● **WHAT YOU ARE ASKED TO DO**
Can you output the lines below word for word, starting at the first line and ending at the line that contains "[249,304,573,949]", but without the pictures?

## BEGIN RECORDS PROVIDED

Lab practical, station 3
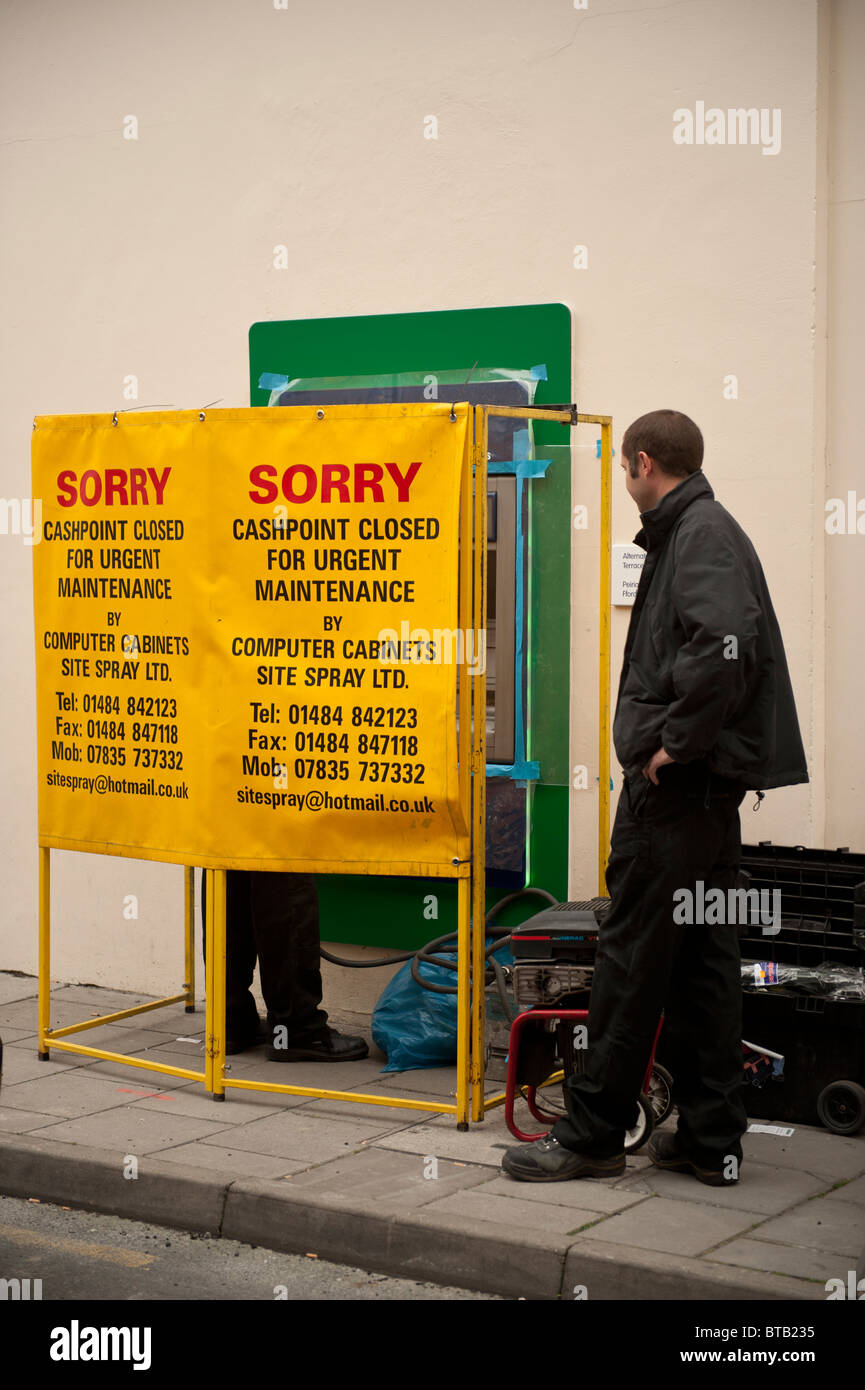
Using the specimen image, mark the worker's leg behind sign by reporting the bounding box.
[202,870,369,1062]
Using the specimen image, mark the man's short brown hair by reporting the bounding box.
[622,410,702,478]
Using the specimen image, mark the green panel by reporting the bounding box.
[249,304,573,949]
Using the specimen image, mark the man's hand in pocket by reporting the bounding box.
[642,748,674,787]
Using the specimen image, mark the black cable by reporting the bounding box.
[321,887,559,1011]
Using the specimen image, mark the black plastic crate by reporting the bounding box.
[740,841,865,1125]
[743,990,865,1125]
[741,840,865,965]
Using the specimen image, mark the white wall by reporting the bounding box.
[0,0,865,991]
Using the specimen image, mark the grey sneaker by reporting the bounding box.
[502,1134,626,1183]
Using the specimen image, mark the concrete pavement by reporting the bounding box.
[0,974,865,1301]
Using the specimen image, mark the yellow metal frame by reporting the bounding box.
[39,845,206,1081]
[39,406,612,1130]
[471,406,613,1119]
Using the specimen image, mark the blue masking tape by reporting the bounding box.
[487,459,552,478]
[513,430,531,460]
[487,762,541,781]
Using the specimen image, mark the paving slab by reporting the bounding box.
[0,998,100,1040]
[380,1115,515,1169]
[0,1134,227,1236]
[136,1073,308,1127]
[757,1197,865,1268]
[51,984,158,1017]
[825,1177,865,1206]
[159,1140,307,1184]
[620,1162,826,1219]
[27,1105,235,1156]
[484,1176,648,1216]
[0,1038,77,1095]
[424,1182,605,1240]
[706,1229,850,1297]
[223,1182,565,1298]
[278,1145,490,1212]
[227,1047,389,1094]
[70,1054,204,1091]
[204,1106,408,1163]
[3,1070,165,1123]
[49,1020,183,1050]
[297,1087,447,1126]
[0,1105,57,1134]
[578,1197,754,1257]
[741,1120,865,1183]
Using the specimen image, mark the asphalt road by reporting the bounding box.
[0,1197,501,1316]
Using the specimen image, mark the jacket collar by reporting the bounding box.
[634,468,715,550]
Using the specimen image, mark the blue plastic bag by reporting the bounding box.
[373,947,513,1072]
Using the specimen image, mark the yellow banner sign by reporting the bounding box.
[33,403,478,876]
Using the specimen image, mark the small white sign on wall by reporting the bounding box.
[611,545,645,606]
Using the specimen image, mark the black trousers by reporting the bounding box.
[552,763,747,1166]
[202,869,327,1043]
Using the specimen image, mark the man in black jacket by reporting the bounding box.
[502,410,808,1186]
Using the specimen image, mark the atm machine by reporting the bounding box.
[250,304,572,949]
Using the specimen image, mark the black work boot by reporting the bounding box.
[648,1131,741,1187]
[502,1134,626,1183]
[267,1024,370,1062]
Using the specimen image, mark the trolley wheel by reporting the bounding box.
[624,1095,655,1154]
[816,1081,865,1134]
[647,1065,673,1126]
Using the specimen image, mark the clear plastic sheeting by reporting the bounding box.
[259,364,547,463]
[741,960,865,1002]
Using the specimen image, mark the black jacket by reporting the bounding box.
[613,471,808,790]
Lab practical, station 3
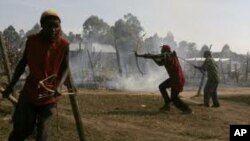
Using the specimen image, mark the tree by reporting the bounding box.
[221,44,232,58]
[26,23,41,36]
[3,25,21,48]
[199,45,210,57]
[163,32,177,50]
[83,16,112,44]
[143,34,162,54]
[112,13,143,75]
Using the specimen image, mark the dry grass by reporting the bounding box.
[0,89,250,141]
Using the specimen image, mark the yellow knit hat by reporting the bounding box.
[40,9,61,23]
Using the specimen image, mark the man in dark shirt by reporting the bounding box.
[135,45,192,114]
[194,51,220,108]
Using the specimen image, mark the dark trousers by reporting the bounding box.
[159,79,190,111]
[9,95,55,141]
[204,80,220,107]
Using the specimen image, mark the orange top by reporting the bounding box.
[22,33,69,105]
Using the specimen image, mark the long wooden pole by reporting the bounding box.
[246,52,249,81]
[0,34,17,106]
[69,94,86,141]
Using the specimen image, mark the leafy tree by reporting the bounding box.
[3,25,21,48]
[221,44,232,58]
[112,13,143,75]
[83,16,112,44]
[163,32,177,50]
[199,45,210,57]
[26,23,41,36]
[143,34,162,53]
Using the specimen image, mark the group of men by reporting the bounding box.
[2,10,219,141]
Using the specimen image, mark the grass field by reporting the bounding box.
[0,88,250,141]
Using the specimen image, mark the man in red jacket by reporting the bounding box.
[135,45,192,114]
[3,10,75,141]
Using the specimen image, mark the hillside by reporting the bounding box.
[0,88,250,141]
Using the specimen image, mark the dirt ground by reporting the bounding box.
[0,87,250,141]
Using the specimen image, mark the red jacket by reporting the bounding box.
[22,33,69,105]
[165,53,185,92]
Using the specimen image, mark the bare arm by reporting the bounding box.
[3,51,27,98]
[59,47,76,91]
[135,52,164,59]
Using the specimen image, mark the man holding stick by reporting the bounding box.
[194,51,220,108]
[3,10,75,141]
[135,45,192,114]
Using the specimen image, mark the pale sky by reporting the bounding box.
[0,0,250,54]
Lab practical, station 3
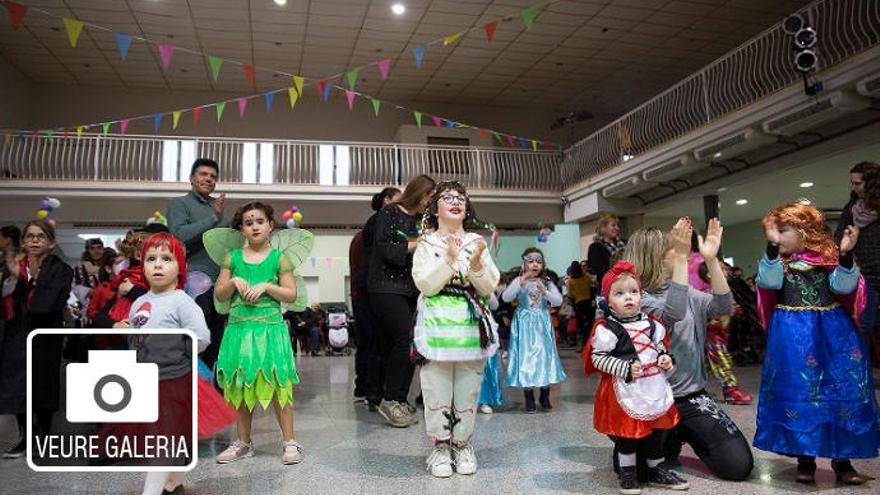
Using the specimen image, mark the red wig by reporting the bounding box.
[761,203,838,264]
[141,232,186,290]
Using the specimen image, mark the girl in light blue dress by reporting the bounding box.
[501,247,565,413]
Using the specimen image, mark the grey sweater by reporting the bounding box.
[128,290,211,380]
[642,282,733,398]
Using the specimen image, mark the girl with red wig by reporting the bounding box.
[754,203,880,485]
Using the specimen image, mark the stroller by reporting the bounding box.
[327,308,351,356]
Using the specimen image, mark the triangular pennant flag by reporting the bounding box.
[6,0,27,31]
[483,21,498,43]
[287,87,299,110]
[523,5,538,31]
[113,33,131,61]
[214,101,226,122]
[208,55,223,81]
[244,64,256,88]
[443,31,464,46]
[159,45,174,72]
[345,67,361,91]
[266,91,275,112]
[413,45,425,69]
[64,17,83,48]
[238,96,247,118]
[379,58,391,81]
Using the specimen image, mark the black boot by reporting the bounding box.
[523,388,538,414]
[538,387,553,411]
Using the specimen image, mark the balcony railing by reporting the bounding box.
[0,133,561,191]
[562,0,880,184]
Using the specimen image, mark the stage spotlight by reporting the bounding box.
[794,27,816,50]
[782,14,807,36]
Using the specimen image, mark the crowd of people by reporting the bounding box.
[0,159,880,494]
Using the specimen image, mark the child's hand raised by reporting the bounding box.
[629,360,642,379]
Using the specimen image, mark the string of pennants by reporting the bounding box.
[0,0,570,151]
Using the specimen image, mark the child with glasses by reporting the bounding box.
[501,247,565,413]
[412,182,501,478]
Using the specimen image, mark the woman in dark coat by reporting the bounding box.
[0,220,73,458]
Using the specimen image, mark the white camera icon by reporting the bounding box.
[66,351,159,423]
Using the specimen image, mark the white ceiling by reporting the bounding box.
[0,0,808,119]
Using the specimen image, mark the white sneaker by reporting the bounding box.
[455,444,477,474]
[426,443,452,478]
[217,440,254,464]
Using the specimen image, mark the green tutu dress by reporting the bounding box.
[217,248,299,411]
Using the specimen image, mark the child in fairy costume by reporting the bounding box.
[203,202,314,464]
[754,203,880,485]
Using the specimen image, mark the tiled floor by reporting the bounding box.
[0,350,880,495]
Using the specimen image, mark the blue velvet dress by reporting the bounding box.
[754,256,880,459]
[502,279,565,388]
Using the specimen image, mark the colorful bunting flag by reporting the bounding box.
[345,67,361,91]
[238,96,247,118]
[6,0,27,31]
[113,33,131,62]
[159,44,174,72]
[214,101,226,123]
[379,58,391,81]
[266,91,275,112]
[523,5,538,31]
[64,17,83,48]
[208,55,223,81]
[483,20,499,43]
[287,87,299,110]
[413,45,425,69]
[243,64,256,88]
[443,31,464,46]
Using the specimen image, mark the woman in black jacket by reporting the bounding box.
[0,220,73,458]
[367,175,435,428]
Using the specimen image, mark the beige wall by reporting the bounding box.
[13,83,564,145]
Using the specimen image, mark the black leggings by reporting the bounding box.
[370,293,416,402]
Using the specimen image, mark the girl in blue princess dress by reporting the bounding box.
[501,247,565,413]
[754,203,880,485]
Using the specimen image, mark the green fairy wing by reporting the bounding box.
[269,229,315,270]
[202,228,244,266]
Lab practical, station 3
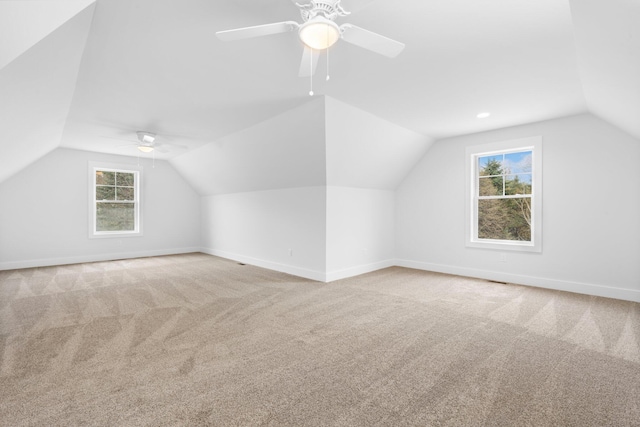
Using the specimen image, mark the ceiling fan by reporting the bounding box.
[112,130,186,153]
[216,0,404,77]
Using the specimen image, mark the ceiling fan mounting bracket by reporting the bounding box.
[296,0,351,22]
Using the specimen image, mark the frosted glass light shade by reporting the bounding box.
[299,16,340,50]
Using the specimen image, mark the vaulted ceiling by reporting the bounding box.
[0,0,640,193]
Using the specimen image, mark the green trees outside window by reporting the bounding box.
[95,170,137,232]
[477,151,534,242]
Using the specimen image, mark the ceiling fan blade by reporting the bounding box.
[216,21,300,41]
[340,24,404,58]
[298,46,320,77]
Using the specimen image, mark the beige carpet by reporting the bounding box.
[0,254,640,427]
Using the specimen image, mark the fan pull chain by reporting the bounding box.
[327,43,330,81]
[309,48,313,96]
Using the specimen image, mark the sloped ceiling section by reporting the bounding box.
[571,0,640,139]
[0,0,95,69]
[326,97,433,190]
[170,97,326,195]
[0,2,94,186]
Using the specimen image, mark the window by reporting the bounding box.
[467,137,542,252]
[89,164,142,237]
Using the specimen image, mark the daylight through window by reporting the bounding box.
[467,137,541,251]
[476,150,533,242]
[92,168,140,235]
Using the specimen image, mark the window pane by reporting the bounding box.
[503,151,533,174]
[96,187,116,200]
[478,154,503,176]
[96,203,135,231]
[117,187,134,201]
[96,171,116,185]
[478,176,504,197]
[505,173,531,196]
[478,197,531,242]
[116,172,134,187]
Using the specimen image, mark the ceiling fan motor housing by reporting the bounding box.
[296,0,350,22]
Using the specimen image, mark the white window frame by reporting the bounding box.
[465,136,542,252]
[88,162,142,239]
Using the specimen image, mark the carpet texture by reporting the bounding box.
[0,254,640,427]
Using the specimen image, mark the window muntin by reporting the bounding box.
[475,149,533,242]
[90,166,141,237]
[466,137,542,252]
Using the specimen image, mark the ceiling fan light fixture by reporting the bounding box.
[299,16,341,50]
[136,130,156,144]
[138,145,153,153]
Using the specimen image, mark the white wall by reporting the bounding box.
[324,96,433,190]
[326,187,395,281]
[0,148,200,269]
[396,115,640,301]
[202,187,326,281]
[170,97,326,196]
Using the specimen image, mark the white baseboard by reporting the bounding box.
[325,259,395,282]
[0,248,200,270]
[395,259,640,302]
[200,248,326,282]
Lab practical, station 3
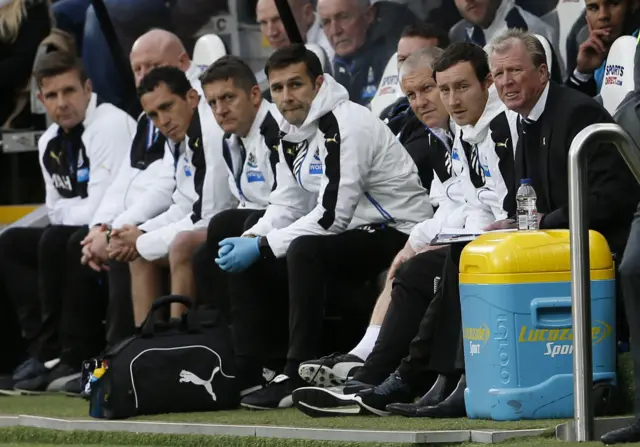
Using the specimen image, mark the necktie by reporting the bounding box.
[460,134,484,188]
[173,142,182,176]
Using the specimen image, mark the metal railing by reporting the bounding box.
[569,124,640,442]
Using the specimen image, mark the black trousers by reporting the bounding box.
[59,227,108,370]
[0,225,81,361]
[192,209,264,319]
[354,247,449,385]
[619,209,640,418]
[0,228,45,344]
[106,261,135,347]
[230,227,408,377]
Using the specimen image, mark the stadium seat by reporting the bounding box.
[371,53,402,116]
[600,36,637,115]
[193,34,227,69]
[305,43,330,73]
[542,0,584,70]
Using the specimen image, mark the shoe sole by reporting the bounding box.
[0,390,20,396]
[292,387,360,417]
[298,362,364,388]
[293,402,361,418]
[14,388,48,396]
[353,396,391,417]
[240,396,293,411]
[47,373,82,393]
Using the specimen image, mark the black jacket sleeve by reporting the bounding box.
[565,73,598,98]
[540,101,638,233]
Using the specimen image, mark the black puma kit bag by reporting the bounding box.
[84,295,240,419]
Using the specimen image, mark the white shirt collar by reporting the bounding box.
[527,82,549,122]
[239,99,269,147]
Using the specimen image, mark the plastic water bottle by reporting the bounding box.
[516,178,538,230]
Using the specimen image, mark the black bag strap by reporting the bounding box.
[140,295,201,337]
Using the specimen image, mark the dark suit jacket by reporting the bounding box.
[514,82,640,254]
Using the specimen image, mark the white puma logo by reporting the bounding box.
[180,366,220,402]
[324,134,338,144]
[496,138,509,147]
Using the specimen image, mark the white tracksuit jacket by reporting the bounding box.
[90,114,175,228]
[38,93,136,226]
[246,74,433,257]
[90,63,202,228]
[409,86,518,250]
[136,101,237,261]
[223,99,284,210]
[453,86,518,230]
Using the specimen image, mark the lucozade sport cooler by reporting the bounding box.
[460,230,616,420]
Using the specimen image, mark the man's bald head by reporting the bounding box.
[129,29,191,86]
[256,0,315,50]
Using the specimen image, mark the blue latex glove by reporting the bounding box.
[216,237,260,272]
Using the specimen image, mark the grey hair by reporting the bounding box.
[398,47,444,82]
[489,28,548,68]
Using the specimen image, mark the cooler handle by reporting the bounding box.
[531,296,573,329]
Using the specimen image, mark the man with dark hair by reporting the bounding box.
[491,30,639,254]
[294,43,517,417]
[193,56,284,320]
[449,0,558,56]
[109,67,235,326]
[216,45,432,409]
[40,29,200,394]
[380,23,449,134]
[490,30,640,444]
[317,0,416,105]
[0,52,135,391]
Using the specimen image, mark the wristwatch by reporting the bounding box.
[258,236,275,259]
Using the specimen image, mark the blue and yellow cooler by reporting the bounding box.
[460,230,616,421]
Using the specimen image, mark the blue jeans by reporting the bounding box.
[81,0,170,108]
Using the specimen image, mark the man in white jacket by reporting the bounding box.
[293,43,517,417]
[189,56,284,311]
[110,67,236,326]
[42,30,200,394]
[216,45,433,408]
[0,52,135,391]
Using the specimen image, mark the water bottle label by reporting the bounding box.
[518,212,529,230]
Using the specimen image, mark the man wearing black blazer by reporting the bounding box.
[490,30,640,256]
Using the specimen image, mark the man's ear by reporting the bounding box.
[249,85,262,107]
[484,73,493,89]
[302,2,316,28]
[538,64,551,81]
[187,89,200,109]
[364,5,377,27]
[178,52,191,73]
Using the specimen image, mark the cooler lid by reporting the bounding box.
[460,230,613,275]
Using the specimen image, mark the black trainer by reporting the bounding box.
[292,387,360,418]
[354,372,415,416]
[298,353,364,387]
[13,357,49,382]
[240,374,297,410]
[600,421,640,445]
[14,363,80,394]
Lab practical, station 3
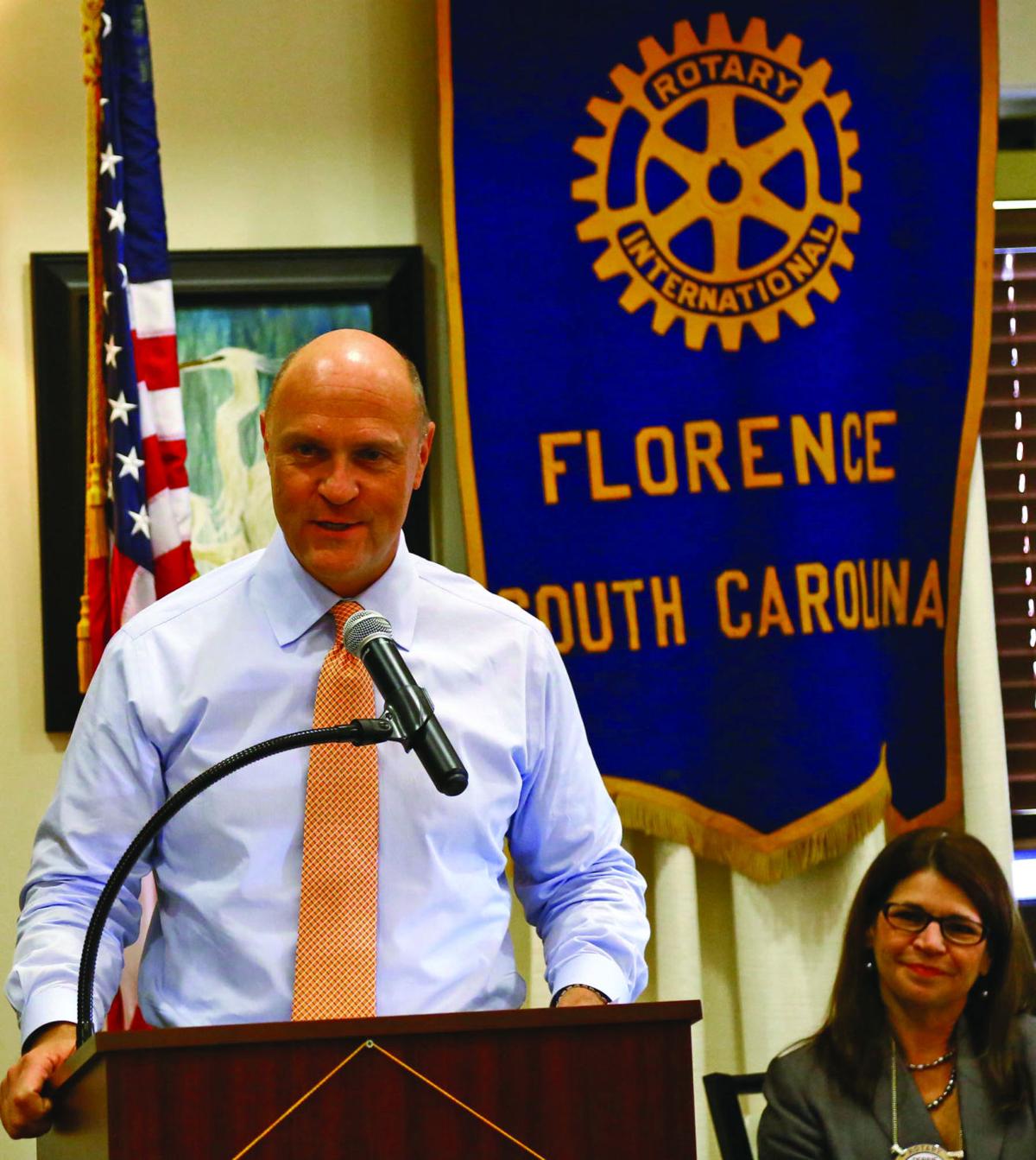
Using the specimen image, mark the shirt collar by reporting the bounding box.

## END RECORDS PROVIDED

● **RESULT FOR THIS EXERCISE**
Lab practical, station 3
Using the specimen image, mark the worker's leg behind sign by reporting the bounding box.
[202,870,369,1062]
Using the specimen image, mark the man's short brown hair by reporting the bounding box.
[622,410,702,478]
Using the specimen image, mark the green panel by reporting the bounding box.
[249,304,573,949]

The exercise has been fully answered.